▶ Exercise goal
Please rewrite the items below, starting at the line that contains "Question. Spot each instance of the player's face" and ending at the last item, with "player's" swapped for "athlete's" and nothing else changed.

--- BEGIN ---

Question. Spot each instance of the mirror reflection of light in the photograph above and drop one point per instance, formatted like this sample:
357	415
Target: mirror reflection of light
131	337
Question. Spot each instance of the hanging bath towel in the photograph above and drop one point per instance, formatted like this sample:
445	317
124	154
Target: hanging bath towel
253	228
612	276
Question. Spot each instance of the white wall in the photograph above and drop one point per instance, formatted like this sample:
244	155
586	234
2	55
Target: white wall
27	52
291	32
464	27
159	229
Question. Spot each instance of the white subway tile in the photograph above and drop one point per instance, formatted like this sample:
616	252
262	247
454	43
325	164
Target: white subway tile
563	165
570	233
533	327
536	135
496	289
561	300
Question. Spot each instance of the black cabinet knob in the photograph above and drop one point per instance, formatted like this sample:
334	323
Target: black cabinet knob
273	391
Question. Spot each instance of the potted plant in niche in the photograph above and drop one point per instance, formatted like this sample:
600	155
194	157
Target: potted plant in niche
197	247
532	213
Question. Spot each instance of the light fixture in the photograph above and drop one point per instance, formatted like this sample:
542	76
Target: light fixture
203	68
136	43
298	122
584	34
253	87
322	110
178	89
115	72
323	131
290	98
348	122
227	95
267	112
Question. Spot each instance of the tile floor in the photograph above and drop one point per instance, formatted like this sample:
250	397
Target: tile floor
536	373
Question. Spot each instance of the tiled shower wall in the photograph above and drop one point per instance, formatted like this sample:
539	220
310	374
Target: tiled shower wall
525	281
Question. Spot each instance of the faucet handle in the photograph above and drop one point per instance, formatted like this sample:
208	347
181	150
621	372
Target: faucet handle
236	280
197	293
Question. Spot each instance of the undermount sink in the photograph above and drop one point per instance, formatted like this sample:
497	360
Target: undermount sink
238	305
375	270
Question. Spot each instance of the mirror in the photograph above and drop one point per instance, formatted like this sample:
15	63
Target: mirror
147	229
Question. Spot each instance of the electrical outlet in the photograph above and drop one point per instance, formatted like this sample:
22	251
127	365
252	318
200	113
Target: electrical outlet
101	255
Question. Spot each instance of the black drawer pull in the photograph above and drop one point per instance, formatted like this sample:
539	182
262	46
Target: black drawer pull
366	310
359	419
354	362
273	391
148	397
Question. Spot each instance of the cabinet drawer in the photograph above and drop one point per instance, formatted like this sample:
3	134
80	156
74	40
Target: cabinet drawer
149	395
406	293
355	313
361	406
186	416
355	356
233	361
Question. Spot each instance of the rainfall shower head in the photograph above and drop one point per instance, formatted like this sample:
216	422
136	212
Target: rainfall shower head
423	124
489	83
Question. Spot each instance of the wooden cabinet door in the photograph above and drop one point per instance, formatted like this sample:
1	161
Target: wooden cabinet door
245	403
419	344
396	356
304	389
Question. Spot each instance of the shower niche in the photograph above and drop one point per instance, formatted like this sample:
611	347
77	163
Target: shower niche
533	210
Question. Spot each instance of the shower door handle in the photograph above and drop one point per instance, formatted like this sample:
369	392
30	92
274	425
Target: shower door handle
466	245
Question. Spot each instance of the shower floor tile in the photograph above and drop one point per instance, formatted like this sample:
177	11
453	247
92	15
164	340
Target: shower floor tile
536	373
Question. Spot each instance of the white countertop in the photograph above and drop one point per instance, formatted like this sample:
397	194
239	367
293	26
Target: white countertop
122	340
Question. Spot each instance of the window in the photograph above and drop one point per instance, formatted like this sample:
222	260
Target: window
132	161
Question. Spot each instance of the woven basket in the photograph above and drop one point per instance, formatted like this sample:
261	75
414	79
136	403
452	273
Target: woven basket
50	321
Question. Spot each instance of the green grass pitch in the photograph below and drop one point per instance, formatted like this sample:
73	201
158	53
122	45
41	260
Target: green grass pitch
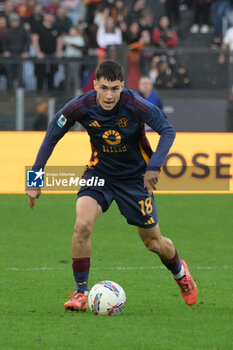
36	275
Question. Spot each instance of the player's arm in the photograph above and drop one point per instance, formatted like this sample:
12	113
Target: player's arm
56	130
156	119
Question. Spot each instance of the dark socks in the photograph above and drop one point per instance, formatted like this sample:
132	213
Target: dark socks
81	268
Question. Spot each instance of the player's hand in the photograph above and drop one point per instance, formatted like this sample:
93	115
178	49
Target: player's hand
151	178
33	194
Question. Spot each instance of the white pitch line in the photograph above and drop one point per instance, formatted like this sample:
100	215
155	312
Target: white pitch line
120	268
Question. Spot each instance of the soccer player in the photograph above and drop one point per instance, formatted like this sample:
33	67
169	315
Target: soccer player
114	118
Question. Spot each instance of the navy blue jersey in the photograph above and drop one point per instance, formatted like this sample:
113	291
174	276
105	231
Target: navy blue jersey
119	144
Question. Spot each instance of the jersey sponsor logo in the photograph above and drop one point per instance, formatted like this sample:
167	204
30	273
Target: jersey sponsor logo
123	122
112	137
35	178
150	221
113	149
95	124
61	121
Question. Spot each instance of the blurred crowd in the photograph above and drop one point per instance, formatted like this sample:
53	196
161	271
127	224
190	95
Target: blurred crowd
73	28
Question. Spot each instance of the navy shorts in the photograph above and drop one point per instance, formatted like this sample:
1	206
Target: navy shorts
133	200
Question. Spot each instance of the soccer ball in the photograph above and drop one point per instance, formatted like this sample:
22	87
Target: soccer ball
106	298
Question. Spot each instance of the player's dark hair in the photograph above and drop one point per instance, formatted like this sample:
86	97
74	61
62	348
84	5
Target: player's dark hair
110	70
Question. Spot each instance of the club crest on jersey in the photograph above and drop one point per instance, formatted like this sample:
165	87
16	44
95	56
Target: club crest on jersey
112	137
61	121
123	122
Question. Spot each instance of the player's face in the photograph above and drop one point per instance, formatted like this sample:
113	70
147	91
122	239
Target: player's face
108	92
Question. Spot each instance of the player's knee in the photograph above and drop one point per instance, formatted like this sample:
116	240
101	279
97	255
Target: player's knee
155	245
83	228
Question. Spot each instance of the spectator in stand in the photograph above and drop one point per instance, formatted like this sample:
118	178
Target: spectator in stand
227	43
35	19
165	77
74	44
109	35
218	9
136	11
146	21
101	15
182	79
2	5
75	10
46	41
52	6
124	29
227	20
172	11
24	9
16	43
3	29
133	33
146	39
154	72
91	8
9	8
145	89
62	21
163	35
119	11
201	16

--- END ---

▶ Complete output
Question. Spot each instance of the athlete's face in the photograph above and drop one point per instance, formatted like this sample:
113	70
147	91
122	239
Target: athlete's face
108	92
Question. Spot each instance of the athlete's knee in the photograph above and drop one point per instance, formatted like this sample:
116	240
101	279
97	255
Target: athlete's knee
155	245
83	228
Question. Spot each instance of the spectator in stand in the photograph above and drop one point per instance, formatted like this sample:
118	178
Target: spectator in stand
227	43
35	19
165	77
74	44
109	35
218	9
136	11
146	21
101	15
182	79
2	5
75	10
46	41
52	6
124	29
227	20
172	11
24	9
16	43
3	29
133	33
146	39
154	72
91	8
9	8
145	89
62	21
163	35
119	11
201	16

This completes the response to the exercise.